Your answer should be every line of the records that contains the word "buffet", copied as it stands.

Listed records Block Start

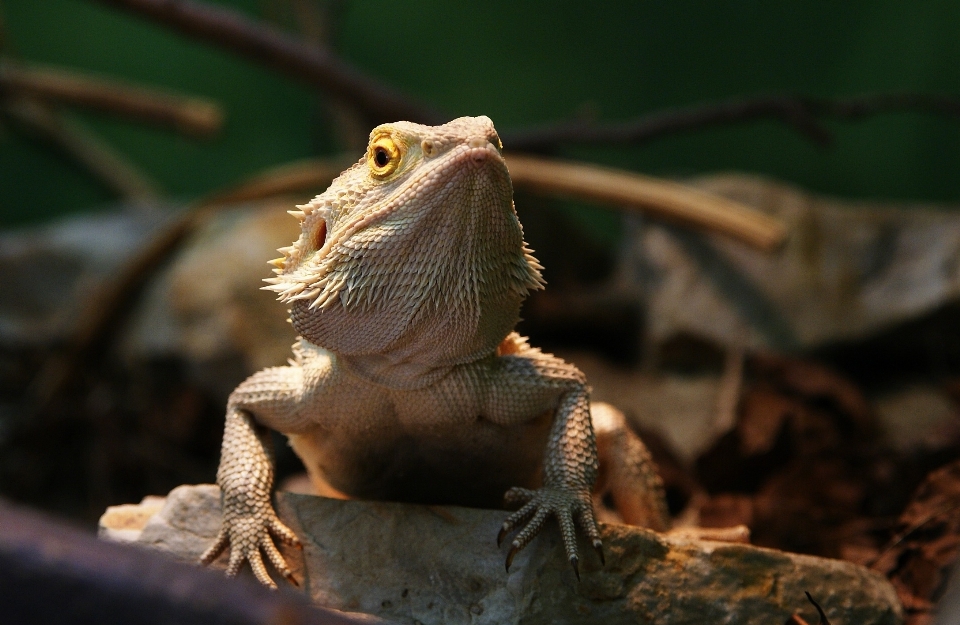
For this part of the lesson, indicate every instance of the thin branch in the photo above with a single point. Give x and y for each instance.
(668, 200)
(105, 163)
(805, 115)
(195, 116)
(665, 199)
(299, 176)
(274, 48)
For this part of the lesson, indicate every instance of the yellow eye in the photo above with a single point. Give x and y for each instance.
(383, 156)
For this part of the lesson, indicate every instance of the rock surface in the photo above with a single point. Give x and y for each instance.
(420, 564)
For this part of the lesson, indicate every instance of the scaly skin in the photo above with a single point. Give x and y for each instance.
(409, 272)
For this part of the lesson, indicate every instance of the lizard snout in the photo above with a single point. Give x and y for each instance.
(481, 149)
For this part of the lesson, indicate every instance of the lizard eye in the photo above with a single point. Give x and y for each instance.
(383, 156)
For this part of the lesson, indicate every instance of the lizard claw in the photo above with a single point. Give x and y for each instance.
(570, 506)
(250, 537)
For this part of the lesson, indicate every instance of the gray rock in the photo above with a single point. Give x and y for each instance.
(849, 269)
(424, 564)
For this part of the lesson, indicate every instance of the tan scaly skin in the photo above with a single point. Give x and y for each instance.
(409, 272)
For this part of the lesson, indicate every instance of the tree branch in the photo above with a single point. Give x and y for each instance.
(273, 48)
(667, 200)
(110, 167)
(805, 115)
(195, 116)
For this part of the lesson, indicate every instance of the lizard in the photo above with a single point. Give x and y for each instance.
(408, 381)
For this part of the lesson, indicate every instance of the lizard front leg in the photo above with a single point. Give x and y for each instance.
(245, 476)
(570, 469)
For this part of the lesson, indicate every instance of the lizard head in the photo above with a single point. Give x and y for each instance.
(420, 232)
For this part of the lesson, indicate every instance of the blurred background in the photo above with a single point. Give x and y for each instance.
(804, 390)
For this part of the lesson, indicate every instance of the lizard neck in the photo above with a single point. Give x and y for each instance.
(382, 371)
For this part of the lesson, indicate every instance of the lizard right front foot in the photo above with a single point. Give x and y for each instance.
(246, 531)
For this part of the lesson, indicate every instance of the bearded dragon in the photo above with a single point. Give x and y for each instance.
(408, 382)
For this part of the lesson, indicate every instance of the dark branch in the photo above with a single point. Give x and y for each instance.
(805, 115)
(269, 46)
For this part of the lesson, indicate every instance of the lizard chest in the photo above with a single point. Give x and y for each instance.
(467, 461)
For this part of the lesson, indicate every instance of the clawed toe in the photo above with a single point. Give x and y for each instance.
(572, 508)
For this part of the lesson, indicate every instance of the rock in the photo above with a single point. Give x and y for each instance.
(680, 407)
(425, 564)
(51, 274)
(125, 523)
(848, 270)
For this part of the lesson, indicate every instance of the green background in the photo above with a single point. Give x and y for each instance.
(521, 63)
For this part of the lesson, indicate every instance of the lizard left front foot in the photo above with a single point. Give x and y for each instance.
(572, 507)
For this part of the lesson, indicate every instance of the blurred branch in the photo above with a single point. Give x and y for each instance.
(299, 176)
(269, 46)
(667, 200)
(805, 115)
(105, 163)
(101, 320)
(194, 116)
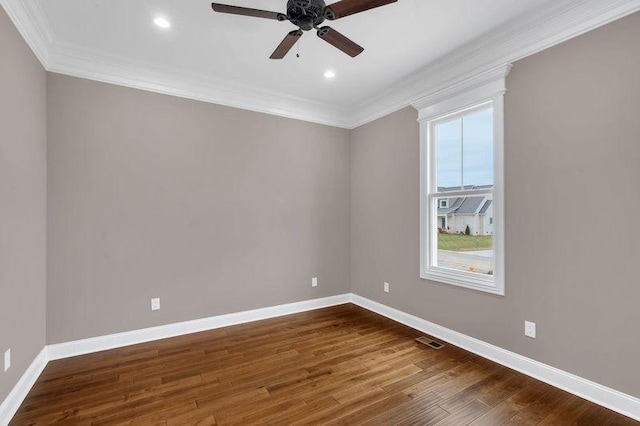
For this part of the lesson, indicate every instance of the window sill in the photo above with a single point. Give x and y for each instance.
(487, 285)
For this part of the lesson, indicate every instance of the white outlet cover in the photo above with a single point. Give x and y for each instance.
(530, 329)
(155, 304)
(7, 359)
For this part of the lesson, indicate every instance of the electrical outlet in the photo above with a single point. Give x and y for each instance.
(7, 359)
(155, 304)
(530, 329)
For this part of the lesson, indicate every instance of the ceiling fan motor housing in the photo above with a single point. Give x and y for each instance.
(306, 14)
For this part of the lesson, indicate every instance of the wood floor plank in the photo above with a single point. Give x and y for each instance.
(341, 365)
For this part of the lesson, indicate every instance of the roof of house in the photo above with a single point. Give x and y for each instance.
(466, 205)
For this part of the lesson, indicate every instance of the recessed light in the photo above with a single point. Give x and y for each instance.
(162, 22)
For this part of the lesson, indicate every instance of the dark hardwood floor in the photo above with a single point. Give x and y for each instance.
(340, 365)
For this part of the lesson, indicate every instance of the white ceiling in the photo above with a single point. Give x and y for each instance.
(414, 49)
(398, 39)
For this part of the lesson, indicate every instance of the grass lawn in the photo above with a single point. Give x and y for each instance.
(459, 242)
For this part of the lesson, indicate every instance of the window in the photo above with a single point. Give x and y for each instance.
(462, 229)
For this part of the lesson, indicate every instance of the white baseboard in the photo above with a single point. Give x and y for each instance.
(594, 392)
(111, 341)
(19, 392)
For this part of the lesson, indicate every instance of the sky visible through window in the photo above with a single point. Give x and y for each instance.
(465, 144)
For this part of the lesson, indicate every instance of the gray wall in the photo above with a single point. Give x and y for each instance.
(212, 209)
(23, 199)
(572, 165)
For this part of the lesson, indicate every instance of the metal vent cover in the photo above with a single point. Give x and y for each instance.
(429, 342)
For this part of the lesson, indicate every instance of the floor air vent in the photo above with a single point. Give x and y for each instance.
(429, 342)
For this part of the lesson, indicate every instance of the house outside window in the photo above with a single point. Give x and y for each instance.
(461, 167)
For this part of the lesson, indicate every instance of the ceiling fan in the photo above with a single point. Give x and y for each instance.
(307, 15)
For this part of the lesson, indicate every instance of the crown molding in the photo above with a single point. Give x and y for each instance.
(31, 23)
(520, 38)
(507, 44)
(76, 62)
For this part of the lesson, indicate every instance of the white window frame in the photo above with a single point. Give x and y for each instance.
(453, 101)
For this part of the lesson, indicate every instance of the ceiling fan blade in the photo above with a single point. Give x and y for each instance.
(286, 44)
(237, 10)
(336, 39)
(349, 7)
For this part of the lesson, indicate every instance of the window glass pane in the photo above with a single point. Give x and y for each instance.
(465, 234)
(478, 148)
(448, 137)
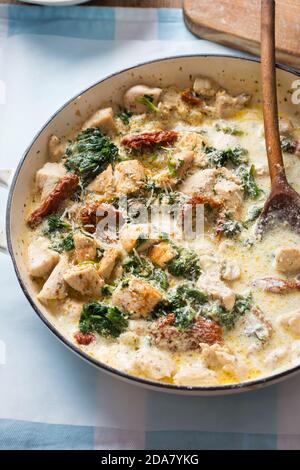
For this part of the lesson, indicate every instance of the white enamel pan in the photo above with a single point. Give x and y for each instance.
(235, 74)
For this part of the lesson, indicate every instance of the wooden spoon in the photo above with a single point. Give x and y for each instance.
(283, 203)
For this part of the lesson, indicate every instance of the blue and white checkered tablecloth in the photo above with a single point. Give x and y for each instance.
(49, 398)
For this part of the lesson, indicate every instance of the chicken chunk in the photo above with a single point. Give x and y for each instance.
(85, 247)
(162, 253)
(56, 148)
(129, 176)
(103, 118)
(41, 260)
(138, 298)
(287, 260)
(205, 87)
(134, 94)
(226, 105)
(153, 363)
(108, 262)
(55, 287)
(230, 192)
(104, 183)
(84, 279)
(195, 374)
(231, 270)
(48, 176)
(200, 182)
(220, 357)
(138, 236)
(255, 324)
(291, 322)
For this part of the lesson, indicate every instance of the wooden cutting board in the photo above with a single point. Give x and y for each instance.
(236, 23)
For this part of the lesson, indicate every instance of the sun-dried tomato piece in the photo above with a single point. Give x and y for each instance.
(149, 139)
(63, 189)
(90, 216)
(201, 330)
(203, 199)
(84, 338)
(190, 97)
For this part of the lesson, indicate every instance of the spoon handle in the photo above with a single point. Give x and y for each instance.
(268, 76)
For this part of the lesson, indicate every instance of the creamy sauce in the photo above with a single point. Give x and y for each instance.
(254, 347)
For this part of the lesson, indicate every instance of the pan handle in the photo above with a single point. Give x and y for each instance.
(6, 176)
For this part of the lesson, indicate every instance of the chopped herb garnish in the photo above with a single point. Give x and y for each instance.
(218, 158)
(142, 267)
(253, 214)
(125, 115)
(246, 175)
(186, 264)
(185, 302)
(184, 316)
(288, 144)
(229, 130)
(62, 243)
(56, 224)
(103, 319)
(229, 228)
(89, 154)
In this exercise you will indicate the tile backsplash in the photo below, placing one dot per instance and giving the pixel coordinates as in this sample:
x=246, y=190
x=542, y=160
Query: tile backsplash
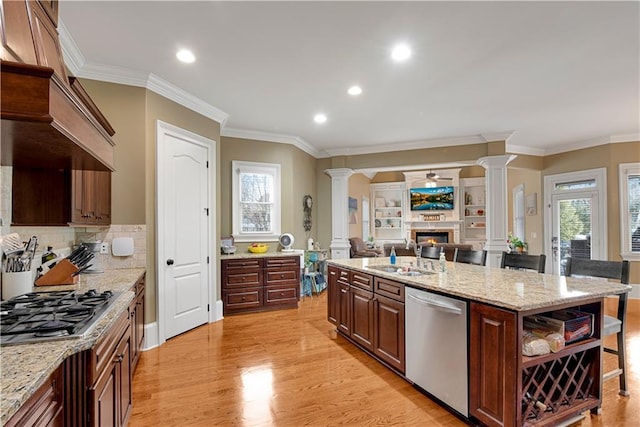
x=62, y=240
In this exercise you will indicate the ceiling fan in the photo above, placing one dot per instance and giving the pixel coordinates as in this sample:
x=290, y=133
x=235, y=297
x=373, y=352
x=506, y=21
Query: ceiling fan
x=434, y=177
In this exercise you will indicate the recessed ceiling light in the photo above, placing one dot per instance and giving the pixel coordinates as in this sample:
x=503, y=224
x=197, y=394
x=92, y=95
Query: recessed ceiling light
x=401, y=52
x=320, y=118
x=354, y=90
x=186, y=56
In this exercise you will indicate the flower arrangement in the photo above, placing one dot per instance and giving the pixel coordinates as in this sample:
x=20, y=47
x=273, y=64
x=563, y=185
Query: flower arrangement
x=515, y=243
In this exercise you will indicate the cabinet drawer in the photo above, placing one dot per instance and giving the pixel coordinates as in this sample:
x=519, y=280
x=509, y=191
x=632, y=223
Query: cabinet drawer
x=282, y=277
x=241, y=264
x=243, y=299
x=286, y=262
x=281, y=295
x=362, y=280
x=243, y=280
x=389, y=288
x=102, y=355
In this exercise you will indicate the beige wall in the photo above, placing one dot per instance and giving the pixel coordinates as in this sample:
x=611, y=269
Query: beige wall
x=532, y=181
x=359, y=186
x=604, y=156
x=133, y=113
x=298, y=177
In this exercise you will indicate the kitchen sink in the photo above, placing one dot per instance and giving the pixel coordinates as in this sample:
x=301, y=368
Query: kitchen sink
x=411, y=271
x=386, y=268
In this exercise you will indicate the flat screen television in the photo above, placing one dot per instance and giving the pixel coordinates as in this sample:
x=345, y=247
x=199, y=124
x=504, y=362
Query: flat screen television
x=432, y=198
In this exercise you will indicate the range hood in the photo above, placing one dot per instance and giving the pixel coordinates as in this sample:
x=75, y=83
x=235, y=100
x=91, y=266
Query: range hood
x=48, y=123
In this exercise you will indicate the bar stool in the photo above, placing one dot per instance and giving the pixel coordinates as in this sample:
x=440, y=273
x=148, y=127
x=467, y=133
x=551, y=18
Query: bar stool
x=612, y=325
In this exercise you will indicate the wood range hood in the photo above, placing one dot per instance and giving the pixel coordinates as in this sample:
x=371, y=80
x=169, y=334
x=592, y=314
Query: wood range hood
x=49, y=123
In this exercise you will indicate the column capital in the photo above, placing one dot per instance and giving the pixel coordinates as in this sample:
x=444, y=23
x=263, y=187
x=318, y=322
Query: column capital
x=339, y=172
x=502, y=160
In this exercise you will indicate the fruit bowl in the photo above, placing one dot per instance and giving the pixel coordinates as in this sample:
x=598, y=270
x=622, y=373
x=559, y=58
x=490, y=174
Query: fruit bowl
x=258, y=248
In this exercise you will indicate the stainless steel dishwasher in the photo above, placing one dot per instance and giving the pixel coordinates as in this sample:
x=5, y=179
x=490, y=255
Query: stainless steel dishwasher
x=436, y=346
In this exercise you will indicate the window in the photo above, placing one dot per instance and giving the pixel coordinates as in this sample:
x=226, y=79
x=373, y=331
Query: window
x=630, y=211
x=256, y=201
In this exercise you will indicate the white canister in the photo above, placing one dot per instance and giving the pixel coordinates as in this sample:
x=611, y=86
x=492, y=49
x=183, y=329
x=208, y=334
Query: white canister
x=14, y=284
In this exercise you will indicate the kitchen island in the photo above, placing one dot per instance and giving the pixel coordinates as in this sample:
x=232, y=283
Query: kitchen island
x=24, y=368
x=505, y=388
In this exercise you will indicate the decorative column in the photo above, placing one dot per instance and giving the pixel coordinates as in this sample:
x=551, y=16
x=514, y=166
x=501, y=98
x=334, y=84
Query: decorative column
x=339, y=212
x=497, y=209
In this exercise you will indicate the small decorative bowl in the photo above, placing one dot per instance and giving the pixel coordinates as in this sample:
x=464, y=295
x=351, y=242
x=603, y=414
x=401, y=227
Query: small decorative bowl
x=228, y=250
x=258, y=249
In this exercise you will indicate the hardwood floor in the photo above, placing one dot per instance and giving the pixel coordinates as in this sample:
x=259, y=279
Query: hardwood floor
x=288, y=368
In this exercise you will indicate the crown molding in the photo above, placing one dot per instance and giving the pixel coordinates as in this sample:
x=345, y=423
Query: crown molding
x=403, y=146
x=593, y=142
x=272, y=137
x=498, y=136
x=73, y=57
x=78, y=66
x=521, y=149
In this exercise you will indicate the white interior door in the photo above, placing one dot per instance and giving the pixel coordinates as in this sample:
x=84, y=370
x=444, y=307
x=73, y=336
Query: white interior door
x=183, y=230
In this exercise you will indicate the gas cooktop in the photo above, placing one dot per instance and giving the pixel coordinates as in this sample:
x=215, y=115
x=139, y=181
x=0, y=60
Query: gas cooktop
x=54, y=315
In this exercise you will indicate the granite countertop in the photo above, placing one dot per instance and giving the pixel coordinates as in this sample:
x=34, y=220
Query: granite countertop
x=247, y=254
x=25, y=367
x=511, y=289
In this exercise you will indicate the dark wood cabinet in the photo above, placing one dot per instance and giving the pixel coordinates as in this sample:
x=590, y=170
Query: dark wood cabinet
x=90, y=197
x=509, y=389
x=48, y=121
x=369, y=311
x=110, y=390
x=45, y=406
x=388, y=324
x=58, y=197
x=362, y=317
x=336, y=275
x=260, y=283
x=492, y=364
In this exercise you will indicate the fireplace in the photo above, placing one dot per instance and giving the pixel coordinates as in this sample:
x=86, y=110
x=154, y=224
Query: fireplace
x=432, y=236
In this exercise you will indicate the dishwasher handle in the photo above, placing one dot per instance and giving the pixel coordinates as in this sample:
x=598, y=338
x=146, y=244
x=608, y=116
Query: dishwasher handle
x=440, y=305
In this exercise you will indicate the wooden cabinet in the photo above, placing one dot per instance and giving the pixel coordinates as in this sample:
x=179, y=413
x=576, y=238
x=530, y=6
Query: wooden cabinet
x=369, y=312
x=91, y=197
x=388, y=314
x=492, y=364
x=110, y=371
x=58, y=197
x=509, y=389
x=260, y=283
x=44, y=407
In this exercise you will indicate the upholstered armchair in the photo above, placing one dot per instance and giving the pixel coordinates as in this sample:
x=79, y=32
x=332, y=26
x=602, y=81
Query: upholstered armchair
x=359, y=249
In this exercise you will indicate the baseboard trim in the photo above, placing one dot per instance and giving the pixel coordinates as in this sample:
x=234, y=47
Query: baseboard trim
x=150, y=336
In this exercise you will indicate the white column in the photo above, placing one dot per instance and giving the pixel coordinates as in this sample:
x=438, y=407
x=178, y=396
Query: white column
x=339, y=212
x=497, y=209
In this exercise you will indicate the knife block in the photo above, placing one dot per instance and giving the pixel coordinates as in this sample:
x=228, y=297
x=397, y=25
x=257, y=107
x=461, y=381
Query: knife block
x=60, y=274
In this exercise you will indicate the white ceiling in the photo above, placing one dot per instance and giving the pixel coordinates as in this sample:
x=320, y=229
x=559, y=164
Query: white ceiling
x=549, y=75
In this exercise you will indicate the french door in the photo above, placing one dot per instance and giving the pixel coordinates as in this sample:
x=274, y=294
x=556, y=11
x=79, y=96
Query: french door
x=575, y=223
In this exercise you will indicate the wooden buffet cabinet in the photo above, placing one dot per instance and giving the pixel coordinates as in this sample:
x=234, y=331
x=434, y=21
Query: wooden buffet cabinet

Listed records Block End

*Result of the task*.
In this exercise you will indicate the wooden buffet cabinet in the photo above, placing one dot per instance and giving the pixel coordinates as in this sample:
Query: wooden buffet cabinet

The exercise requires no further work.